• _WHAT TO PRODUCE_
Take each line from the entries that holds "exact" and copy it out.
** Opening DATASET EXCERPTS block **
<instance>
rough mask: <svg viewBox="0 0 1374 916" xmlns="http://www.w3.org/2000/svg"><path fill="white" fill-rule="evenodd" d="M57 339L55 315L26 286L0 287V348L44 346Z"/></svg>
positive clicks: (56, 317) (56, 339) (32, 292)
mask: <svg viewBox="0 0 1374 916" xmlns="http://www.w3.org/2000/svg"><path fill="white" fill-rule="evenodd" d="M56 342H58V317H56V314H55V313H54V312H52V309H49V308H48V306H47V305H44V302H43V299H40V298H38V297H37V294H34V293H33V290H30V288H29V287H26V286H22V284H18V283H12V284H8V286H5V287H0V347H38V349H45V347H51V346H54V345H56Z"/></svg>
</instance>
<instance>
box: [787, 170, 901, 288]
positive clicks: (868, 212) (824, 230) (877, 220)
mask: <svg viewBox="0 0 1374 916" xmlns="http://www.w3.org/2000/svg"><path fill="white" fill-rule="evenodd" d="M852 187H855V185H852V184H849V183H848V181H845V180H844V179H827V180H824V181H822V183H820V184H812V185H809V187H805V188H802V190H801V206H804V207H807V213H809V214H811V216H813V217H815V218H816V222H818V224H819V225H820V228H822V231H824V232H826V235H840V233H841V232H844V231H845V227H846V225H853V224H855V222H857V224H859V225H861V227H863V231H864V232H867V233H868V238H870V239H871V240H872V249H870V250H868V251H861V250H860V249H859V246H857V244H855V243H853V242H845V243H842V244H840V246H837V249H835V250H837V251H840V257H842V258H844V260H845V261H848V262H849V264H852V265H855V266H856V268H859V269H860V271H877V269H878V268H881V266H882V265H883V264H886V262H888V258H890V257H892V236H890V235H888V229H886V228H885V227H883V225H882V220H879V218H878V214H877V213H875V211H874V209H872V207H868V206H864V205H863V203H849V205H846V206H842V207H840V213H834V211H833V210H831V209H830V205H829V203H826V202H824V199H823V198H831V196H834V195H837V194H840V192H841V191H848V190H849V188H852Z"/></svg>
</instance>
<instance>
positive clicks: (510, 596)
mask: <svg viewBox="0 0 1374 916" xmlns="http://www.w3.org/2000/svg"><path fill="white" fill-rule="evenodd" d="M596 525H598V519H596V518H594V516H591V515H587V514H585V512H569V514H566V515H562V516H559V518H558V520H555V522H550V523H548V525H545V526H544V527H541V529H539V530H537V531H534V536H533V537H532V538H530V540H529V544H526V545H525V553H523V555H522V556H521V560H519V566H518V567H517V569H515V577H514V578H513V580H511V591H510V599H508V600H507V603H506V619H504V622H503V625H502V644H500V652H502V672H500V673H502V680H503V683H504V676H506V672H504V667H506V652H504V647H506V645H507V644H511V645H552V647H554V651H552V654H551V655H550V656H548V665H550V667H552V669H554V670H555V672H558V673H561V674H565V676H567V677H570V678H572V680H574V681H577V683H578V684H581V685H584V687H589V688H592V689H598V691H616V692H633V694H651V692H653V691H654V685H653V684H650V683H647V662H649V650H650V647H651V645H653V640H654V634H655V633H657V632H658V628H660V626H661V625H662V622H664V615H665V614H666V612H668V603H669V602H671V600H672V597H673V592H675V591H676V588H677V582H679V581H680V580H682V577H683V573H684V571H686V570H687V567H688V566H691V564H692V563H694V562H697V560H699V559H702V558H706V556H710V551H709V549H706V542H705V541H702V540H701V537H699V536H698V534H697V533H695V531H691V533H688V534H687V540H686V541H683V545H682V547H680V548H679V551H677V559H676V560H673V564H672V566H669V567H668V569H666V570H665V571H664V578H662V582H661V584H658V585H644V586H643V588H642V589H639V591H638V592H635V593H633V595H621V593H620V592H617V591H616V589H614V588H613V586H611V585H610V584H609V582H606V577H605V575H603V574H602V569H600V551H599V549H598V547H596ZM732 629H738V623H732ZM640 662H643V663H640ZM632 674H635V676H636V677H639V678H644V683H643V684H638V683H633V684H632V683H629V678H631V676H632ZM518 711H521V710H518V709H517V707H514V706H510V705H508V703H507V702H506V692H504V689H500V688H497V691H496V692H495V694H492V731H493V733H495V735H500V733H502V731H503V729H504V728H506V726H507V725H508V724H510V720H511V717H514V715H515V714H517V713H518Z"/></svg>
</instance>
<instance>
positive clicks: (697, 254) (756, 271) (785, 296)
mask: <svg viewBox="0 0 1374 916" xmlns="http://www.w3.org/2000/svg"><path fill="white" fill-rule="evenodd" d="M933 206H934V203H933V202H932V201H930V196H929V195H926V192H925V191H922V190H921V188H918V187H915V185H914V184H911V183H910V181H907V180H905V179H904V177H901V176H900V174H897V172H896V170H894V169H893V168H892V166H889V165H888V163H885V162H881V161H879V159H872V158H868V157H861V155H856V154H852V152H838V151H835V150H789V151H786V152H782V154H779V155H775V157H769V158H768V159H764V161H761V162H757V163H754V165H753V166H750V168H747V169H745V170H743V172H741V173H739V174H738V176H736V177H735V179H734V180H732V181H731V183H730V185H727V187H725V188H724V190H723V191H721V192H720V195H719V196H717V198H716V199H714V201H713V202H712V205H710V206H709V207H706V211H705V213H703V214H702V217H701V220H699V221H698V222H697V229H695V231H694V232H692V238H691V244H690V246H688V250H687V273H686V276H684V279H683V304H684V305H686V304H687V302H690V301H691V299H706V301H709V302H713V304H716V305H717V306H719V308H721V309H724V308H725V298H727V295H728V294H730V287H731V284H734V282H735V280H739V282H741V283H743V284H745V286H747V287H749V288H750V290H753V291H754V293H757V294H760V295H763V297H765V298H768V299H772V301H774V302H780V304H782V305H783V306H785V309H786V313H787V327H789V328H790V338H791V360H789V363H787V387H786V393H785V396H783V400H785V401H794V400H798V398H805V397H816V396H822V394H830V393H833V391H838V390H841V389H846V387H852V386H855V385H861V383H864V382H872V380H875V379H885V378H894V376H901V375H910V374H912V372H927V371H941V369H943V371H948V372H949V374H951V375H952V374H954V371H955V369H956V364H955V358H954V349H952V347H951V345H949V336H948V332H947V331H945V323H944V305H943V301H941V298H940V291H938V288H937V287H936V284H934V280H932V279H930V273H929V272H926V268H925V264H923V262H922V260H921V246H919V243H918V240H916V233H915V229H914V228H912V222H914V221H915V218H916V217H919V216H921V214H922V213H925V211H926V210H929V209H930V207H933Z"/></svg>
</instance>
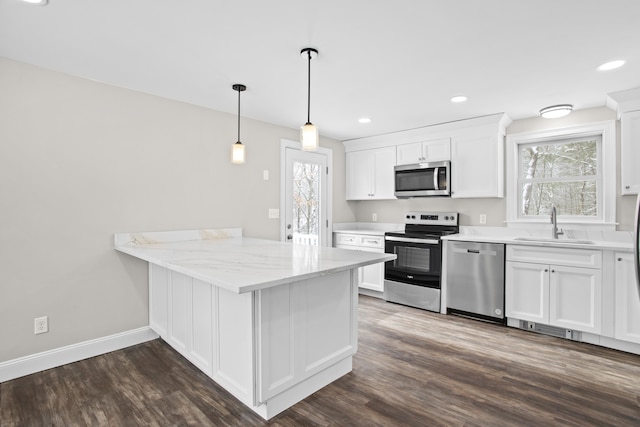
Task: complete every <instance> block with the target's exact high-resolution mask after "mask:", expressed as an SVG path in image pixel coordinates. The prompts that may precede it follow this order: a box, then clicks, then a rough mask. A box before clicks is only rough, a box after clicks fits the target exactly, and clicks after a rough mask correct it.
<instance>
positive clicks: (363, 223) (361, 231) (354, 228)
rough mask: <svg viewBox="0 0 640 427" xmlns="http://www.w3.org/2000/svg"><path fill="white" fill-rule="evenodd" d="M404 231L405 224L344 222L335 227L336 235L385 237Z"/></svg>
mask: <svg viewBox="0 0 640 427" xmlns="http://www.w3.org/2000/svg"><path fill="white" fill-rule="evenodd" d="M398 230H404V224H393V223H384V222H343V223H336V224H334V225H333V232H334V233H346V234H366V235H371V236H384V233H386V232H387V231H398Z"/></svg>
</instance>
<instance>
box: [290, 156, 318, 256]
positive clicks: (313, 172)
mask: <svg viewBox="0 0 640 427" xmlns="http://www.w3.org/2000/svg"><path fill="white" fill-rule="evenodd" d="M319 197H320V165H317V164H313V163H302V162H295V161H294V162H293V224H292V226H293V243H302V244H306V245H319V244H320V239H319V238H318V232H319V230H320V229H321V228H320V202H319Z"/></svg>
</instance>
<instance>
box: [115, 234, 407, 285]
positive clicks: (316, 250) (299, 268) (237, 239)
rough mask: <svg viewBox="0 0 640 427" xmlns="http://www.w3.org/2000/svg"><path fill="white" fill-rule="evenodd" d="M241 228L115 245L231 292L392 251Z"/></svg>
mask: <svg viewBox="0 0 640 427" xmlns="http://www.w3.org/2000/svg"><path fill="white" fill-rule="evenodd" d="M241 234H242V230H241V229H218V230H188V231H176V232H151V233H120V234H116V235H115V236H114V242H115V249H116V250H118V251H120V252H123V253H126V254H128V255H131V256H134V257H137V258H140V259H142V260H145V261H148V262H150V263H152V264H156V265H159V266H162V267H165V268H168V269H170V270H173V271H176V272H180V273H183V274H186V275H188V276H190V277H193V278H196V279H199V280H202V281H204V282H206V283H210V284H212V285H215V286H219V287H221V288H224V289H227V290H230V291H232V292H235V293H245V292H251V291H255V290H259V289H266V288H270V287H273V286H278V285H282V284H285V283H291V282H294V281H300V280H306V279H311V278H313V277H318V276H322V275H326V274H332V273H337V272H340V271H345V270H350V269H353V268H358V267H363V266H366V265H370V264H377V263H380V262H385V261H390V260H393V259H395V255H391V254H384V253H376V252H364V251H351V250H346V249H336V248H330V247H320V246H306V245H298V244H292V243H283V242H279V241H274V240H263V239H254V238H247V237H241Z"/></svg>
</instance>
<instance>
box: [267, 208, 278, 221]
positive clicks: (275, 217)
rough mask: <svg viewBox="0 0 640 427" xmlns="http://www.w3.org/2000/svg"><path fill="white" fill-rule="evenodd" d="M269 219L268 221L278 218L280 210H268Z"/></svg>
mask: <svg viewBox="0 0 640 427" xmlns="http://www.w3.org/2000/svg"><path fill="white" fill-rule="evenodd" d="M269 218H270V219H276V218H280V209H269Z"/></svg>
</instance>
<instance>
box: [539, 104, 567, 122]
mask: <svg viewBox="0 0 640 427" xmlns="http://www.w3.org/2000/svg"><path fill="white" fill-rule="evenodd" d="M572 110H573V105H571V104H560V105H552V106H551V107H547V108H543V109H542V110H540V115H541V116H542V117H544V118H545V119H557V118H558V117H564V116H566V115H567V114H569V113H570V112H571V111H572Z"/></svg>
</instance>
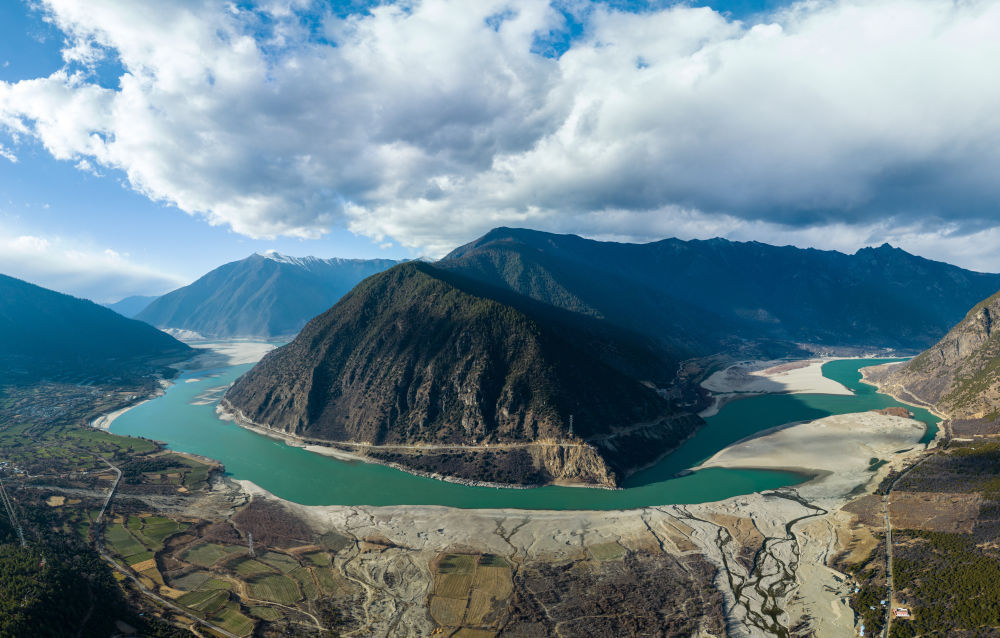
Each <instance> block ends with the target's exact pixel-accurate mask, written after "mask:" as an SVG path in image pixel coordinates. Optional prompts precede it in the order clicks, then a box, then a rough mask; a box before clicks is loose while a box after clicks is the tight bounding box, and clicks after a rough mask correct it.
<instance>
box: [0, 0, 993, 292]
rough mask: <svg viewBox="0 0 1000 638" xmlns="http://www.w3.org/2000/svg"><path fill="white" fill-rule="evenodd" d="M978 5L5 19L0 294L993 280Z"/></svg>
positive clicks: (69, 12) (544, 5) (655, 1)
mask: <svg viewBox="0 0 1000 638" xmlns="http://www.w3.org/2000/svg"><path fill="white" fill-rule="evenodd" d="M997 60H1000V3H998V2H995V1H989V2H987V1H981V0H905V1H904V0H805V1H802V2H787V1H786V2H779V1H776V0H733V1H730V2H723V1H719V2H693V3H678V2H670V1H659V2H658V1H644V0H606V1H597V0H477V1H476V2H468V1H467V0H399V1H397V2H377V1H363V0H343V1H340V2H314V1H310V0H283V1H279V0H273V1H263V2H231V1H211V0H202V1H192V0H175V1H172V2H169V3H165V2H161V1H159V0H88V1H87V2H80V1H79V0H31V1H30V2H21V1H20V0H10V1H7V2H2V3H0V273H4V274H9V275H13V276H17V277H21V278H23V279H27V280H29V281H32V282H35V283H39V284H41V285H45V286H47V287H51V288H54V289H57V290H61V291H64V292H69V293H71V294H76V295H79V296H84V297H89V298H92V299H95V300H97V301H102V302H104V301H114V300H116V299H118V298H121V297H123V296H126V295H130V294H159V293H163V292H166V291H168V290H170V289H173V288H175V287H177V286H179V285H183V284H185V283H188V282H190V281H192V280H194V279H196V278H197V277H199V276H200V275H202V274H204V273H205V272H207V271H208V270H210V269H212V268H214V267H216V266H218V265H221V264H222V263H225V262H228V261H232V260H235V259H240V258H243V257H246V256H247V255H249V254H251V253H253V252H260V251H265V250H278V251H279V252H282V253H287V254H292V255H298V256H303V255H316V256H320V257H333V256H338V257H387V258H412V257H418V256H430V257H440V256H442V255H443V254H445V253H446V252H448V250H450V249H451V248H453V247H455V246H457V245H460V244H462V243H465V242H467V241H471V240H472V239H475V238H476V237H477V236H479V235H481V234H483V233H485V232H486V231H488V230H489V229H490V228H493V227H496V226H501V225H505V226H522V227H529V228H536V229H539V230H546V231H552V232H566V233H575V234H579V235H583V236H586V237H592V238H595V239H607V240H618V241H653V240H656V239H661V238H664V237H673V236H676V237H681V238H684V239H687V238H708V237H714V236H723V237H727V238H730V239H734V240H756V241H763V242H767V243H773V244H793V245H797V246H803V247H806V246H811V247H818V248H824V249H836V250H841V251H844V252H853V251H855V250H857V249H858V248H861V247H864V246H868V245H878V244H882V243H883V242H886V241H888V242H889V243H891V244H893V245H896V246H900V247H902V248H904V249H905V250H908V251H910V252H913V253H916V254H919V255H923V256H926V257H929V258H932V259H938V260H942V261H948V262H950V263H954V264H957V265H960V266H963V267H967V268H972V269H976V270H982V271H991V272H1000V250H997V249H996V247H997V246H1000V210H998V203H1000V179H997V177H996V176H997V175H998V174H1000V82H997V81H996V79H995V77H996V73H997V70H996V66H997Z"/></svg>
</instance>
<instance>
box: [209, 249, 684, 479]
mask: <svg viewBox="0 0 1000 638" xmlns="http://www.w3.org/2000/svg"><path fill="white" fill-rule="evenodd" d="M498 298H499V299H500V300H498ZM515 304H517V298H516V297H513V296H511V295H510V293H509V291H503V290H493V289H491V288H489V287H484V286H483V285H482V284H481V283H479V282H475V281H473V280H468V279H467V278H464V277H461V276H458V275H456V274H455V273H451V272H448V271H442V270H440V269H438V268H436V267H435V266H431V265H429V264H424V263H421V262H409V263H406V264H402V265H399V266H396V267H394V268H392V269H390V270H388V271H385V272H383V273H380V274H378V275H374V276H372V277H370V278H368V279H366V280H365V281H364V282H362V284H360V285H359V286H358V287H356V288H355V290H353V291H352V292H351V293H349V294H348V295H346V296H345V297H344V298H343V299H342V300H341V301H340V302H338V303H337V304H336V305H335V306H334V307H333V308H331V309H330V310H329V311H327V312H326V313H324V314H323V315H320V316H319V317H317V318H315V319H314V320H313V321H311V322H310V323H309V324H308V325H307V326H306V327H305V328H304V329H303V330H302V332H301V333H300V334H299V335H298V336H297V337H296V339H295V340H293V341H292V342H291V343H290V344H288V345H286V346H284V347H282V348H280V349H278V350H275V351H273V352H272V353H269V354H268V355H267V356H266V357H265V358H264V359H262V360H261V362H260V363H259V364H258V365H257V366H256V367H255V368H254V369H252V370H251V371H250V372H248V373H247V374H246V375H244V376H243V377H241V378H240V379H238V380H237V381H236V383H235V384H234V385H233V386H232V387H231V388H230V389H229V390H228V391H227V393H226V396H225V402H226V404H227V405H228V406H230V407H231V408H233V409H235V410H239V411H240V413H242V414H243V415H244V416H245V417H246V418H248V419H250V420H252V421H253V422H255V423H258V424H266V425H267V427H270V428H272V429H275V430H278V431H281V432H283V433H286V434H291V435H294V436H299V437H303V438H319V439H323V440H325V441H327V442H332V443H335V442H337V441H344V442H348V443H364V444H368V445H370V446H374V447H383V448H392V447H393V446H396V447H399V446H402V445H424V446H427V445H472V446H485V444H490V445H491V446H494V447H493V449H492V450H490V449H489V448H488V447H484V448H483V450H482V452H475V453H472V452H469V453H470V454H474V455H476V456H478V457H479V458H482V459H489V460H488V461H487V460H483V461H482V467H479V470H480V471H481V472H482V473H479V474H476V475H473V476H463V478H470V479H475V480H483V477H484V474H483V473H485V475H487V476H488V477H489V478H488V479H487V480H490V479H493V482H499V483H522V482H524V481H525V480H527V481H528V482H533V483H544V482H553V481H570V482H580V483H585V484H598V485H615V484H617V482H618V481H619V480H621V478H623V477H624V476H625V475H627V474H628V472H629V471H630V470H631V469H633V468H634V467H635V466H639V465H644V464H646V463H648V462H649V461H650V460H652V458H653V457H656V456H658V455H659V454H660V453H662V452H663V451H664V448H666V447H670V446H671V445H676V443H678V442H679V441H680V440H681V439H682V438H683V437H684V436H686V435H687V434H689V433H690V431H691V430H693V428H694V427H696V425H697V424H698V423H700V420H697V419H693V420H692V419H689V418H686V419H679V420H678V419H673V418H671V417H672V416H674V415H673V413H672V412H671V410H670V408H669V405H668V403H667V402H666V401H665V400H664V399H662V398H661V397H660V396H658V395H657V393H656V392H654V391H653V390H652V389H651V388H650V387H649V386H648V385H646V384H644V383H642V381H641V380H640V379H638V378H636V377H634V376H631V374H630V373H632V374H634V373H635V370H638V369H647V370H648V369H652V367H653V366H647V365H646V363H644V362H642V361H640V362H639V363H636V364H635V365H633V366H631V367H630V366H629V365H626V364H624V363H622V360H625V361H627V362H629V363H631V362H632V360H633V359H636V358H639V359H641V358H642V357H643V356H646V357H649V358H650V359H656V358H657V357H661V356H664V354H663V353H662V352H661V351H658V350H656V348H655V347H653V346H652V345H651V344H650V345H648V346H644V345H643V340H642V339H638V338H637V339H636V340H635V341H633V342H629V339H628V338H627V337H626V336H623V335H621V334H619V333H618V332H615V333H614V334H609V335H605V334H601V330H603V329H604V328H603V327H600V328H598V327H595V326H593V325H590V324H588V320H586V319H581V318H579V317H574V316H572V315H569V314H567V313H564V312H562V311H558V310H556V311H555V312H553V310H555V309H546V308H542V307H540V306H539V305H538V304H537V302H534V301H532V300H529V299H525V300H524V303H523V305H520V304H518V305H515ZM557 315H558V316H557ZM646 347H648V348H649V349H648V350H643V349H644V348H646ZM594 353H596V354H594ZM634 353H642V354H634ZM625 370H628V371H629V373H627V372H626V371H625ZM570 414H573V415H575V424H574V429H573V430H572V431H571V430H570V426H569V422H568V419H569V415H570ZM644 422H648V424H649V427H648V428H647V430H642V429H641V428H639V429H638V430H629V431H628V433H627V434H625V435H623V436H622V437H621V438H620V440H613V441H606V442H605V443H604V444H603V445H596V444H595V445H580V443H585V442H586V441H587V440H588V439H591V438H599V437H607V436H609V435H614V434H615V433H616V431H619V430H627V429H628V428H631V427H633V426H635V424H637V423H644ZM657 428H658V430H657ZM657 441H658V442H659V447H658V448H657V449H654V450H642V451H640V450H639V448H641V447H643V444H645V445H646V446H648V445H649V444H650V443H651V442H653V443H656V442H657ZM515 443H524V444H528V443H531V444H540V445H541V449H539V450H538V451H537V452H538V453H539V454H540V455H541V456H542V457H546V458H541V457H540V456H538V455H537V454H536V455H535V456H532V454H533V452H526V451H524V450H519V451H517V452H515V451H511V450H506V449H503V448H502V446H503V445H509V444H515ZM496 446H501V447H496ZM546 447H547V449H546ZM570 448H572V456H571V455H570V454H569V449H570ZM426 449H427V450H430V449H431V448H426ZM365 450H366V453H367V454H368V455H369V456H372V458H376V459H377V460H384V461H388V462H393V463H396V464H400V465H403V466H409V467H413V468H414V469H418V470H424V471H431V472H437V473H443V474H451V473H453V472H457V473H458V475H459V476H462V472H463V471H464V470H463V467H464V466H463V467H458V466H459V465H461V463H460V462H459V461H457V460H456V458H455V455H450V456H448V458H437V460H434V459H435V458H436V457H440V456H443V455H435V454H423V455H421V456H422V458H412V456H413V455H405V454H396V453H384V454H380V453H379V451H378V450H375V449H372V448H368V447H366V448H365ZM463 462H464V461H463ZM428 464H430V465H429V466H428ZM477 467H478V466H477Z"/></svg>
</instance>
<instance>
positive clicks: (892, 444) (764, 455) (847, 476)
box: [700, 412, 924, 500]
** Closing DATASET EXCERPTS block **
• _EXERCISE RESULT_
Task: complete every <instance> block with the target's exact high-resolution mask after "mask:", expressed as an SVG path in image pixel coordinates. The prompts that may precede it follow this order: a box, then clicks, then a rough mask. A box before clicks is only rough, a box after clicks fits the target exactly, and clicks after a rough mask correct it.
Each <instance> block ends with the target's exact pixel-accurate mask, written after "mask:" as an SVG path in image pixel coordinates. Optional prompts precede it in the order clicks, then a box, then a rough mask; a box before clicks is loose while a box after clicks is the tight bounding box, and clicks after a rough mask correct it.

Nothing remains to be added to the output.